-------- Document passage
Set your mind back to the glorious win Vs Aston Villa. It’s far easier to do than to reminisce on a defeat. The haze of a convincing triumph adds a layer of protective varnish on memories, making them far easier to recall. This particular 3pts was a virtual highlights reel for our attacking players, with runs and slide-rule passes aplenty. Have I set the tone sufficiently?
Despite Hector Bellerin scoring his 1st professional goal and Theo finishing with aplomb, the main vision that floods back is Mesut Ozil’s lackadaisical backheel through ball that sent Giroud on his way for the first goal.
It was a beautiful sight that got better with slow-motion and repeated viewings. It encapsulated everything Mesut Ozil represents. I’ve got so carried away just thinking about it that I’ve missed my point entirely. I was at the game and such was the perfection of the pass from Ozil, that Giroud had nearly half a pitch to run before approaching the box. He did so whilst under the attention of two Villa men as well.
The time seemed to slow down as we watched with hands clasped and breath on hold. When the ball bobbled and it seemed as if Ollie had lost control, frustration appeared for a milisecond. You could sense the expectation from the crowd – they thought he would screw it up a la Gervinho.
Despite Giroud netting 8 times in just 14 games this term at that particular time, with the small facet of coming back from a substantial injury thrown in, he still has his doubters. People who admit his strength as a workhorse up front but cannot comprehend the idea that he is far more than a ‘hold the ball up’ merchant. I’ve always been a fan, as you can tell from this piece I’d written last season. He seems to have made a leap this season, acknowledged by Arsene Wenger. Let us now revisit that moment where he was clean through on goal against Aston Villa.
----------------
-------- Information supplied
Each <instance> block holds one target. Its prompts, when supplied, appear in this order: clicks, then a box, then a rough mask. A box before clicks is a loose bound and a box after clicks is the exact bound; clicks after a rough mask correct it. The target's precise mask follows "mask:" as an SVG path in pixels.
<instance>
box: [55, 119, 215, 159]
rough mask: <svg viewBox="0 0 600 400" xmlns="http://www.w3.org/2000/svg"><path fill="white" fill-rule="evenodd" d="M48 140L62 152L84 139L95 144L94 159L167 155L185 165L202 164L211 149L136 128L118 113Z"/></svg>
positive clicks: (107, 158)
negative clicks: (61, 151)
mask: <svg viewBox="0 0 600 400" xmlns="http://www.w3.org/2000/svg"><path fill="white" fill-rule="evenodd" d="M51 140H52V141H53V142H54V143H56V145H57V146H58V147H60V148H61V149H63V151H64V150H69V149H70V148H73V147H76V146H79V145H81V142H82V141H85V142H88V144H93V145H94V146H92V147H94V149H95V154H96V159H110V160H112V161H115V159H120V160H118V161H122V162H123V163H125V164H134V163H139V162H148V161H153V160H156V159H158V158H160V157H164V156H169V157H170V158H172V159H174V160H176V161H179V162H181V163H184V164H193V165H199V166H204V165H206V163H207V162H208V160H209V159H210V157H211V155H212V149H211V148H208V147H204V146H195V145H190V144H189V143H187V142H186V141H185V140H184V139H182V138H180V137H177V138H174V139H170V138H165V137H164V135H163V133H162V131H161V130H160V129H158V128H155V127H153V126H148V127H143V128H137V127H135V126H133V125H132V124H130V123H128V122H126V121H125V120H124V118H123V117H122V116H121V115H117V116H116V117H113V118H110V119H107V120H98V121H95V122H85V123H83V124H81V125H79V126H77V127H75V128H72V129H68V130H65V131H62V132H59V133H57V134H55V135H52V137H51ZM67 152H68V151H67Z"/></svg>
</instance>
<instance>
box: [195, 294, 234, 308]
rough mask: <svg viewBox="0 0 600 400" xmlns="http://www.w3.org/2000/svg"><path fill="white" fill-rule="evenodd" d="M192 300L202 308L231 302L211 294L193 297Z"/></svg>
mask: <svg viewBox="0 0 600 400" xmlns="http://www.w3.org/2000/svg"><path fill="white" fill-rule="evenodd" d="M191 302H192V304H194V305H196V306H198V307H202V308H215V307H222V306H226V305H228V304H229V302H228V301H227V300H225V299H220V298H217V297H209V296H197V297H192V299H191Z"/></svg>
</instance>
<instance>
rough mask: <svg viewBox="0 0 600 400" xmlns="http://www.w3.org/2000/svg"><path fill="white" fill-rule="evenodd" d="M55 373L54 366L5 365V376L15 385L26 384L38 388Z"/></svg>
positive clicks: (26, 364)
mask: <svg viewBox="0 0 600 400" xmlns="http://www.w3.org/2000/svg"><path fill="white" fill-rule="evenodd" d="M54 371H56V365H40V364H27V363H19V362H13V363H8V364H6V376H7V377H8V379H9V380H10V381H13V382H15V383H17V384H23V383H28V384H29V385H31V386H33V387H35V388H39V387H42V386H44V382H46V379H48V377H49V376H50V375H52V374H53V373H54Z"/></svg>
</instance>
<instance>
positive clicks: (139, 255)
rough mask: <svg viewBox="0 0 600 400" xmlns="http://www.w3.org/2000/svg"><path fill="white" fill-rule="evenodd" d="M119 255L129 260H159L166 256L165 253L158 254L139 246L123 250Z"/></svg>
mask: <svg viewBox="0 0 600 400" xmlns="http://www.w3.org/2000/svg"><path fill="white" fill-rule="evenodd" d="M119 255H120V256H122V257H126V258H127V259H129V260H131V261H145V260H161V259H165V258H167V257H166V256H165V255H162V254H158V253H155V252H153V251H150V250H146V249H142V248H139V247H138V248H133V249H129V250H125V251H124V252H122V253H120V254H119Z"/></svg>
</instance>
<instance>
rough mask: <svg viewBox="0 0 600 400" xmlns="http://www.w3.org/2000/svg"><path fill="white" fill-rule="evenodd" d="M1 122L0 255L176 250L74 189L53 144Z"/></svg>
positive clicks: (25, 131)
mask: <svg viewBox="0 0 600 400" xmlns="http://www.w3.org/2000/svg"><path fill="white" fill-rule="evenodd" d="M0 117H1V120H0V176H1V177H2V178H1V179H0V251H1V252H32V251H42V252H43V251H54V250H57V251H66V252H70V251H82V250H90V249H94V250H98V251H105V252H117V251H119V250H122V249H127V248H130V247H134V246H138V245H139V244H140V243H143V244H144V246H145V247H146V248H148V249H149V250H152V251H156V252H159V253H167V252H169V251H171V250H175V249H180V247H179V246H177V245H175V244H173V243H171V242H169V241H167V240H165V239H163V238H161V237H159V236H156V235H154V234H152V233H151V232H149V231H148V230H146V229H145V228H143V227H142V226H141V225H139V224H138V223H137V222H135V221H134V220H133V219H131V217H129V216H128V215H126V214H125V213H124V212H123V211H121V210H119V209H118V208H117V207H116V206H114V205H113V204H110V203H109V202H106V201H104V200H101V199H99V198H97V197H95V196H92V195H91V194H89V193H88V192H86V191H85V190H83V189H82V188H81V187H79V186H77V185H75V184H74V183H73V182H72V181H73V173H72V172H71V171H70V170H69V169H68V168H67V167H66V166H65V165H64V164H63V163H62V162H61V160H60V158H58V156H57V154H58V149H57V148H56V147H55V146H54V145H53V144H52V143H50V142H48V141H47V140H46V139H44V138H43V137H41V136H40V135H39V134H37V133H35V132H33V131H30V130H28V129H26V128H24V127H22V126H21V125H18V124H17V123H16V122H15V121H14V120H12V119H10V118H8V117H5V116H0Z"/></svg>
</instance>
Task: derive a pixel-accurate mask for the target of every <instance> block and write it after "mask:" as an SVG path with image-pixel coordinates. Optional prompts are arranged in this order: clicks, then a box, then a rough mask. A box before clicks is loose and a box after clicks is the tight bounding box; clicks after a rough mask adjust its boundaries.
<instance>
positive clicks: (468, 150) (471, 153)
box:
----------------
▶ What needs to be done:
Extract the full Arsenal match report word for word. The items here were drawn from a separate source.

▶ Result for this exercise:
Set your mind back to the glorious win Vs Aston Villa. It’s far easier to do than to reminisce on a defeat. The haze of a convincing triumph adds a layer of protective varnish on memories, making them far easier to recall. This particular 3pts was a virtual highlights reel for our attacking players, with runs and slide-rule passes aplenty. Have I set the tone sufficiently?
Despite Hector Bellerin scoring his 1st professional goal and Theo finishing with aplomb, the main vision that floods back is Mesut Ozil’s lackadaisical backheel through ball that sent Giroud on his way for the first goal.
It was a beautiful sight that got better with slow-motion and repeated viewings. It encapsulated everything Mesut Ozil represents. I’ve got so carried away just thinking about it that I’ve missed my point entirely. I was at the game and such was the perfection of the pass from Ozil, that Giroud had nearly half a pitch to run before approaching the box. He did so whilst under the attention of two Villa men as well.
The time seemed to slow down as we watched with hands clasped and breath on hold. When the ball bobbled and it seemed as if Ollie had lost control, frustration appeared for a milisecond. You could sense the expectation from the crowd – they thought he would screw it up a la Gervinho.
Despite Giroud netting 8 times in just 14 games this term at that particular time, with the small facet of coming back from a substantial injury thrown in, he still has his doubters. People who admit his strength as a workhorse up front but cannot comprehend the idea that he is far more than a ‘hold the ball up’ merchant. I’ve always been a fan, as you can tell from this piece I’d written last season. He seems to have made a leap this season, acknowledged by Arsene Wenger. Let us now revisit that moment where he was clean through on goal against Aston Villa.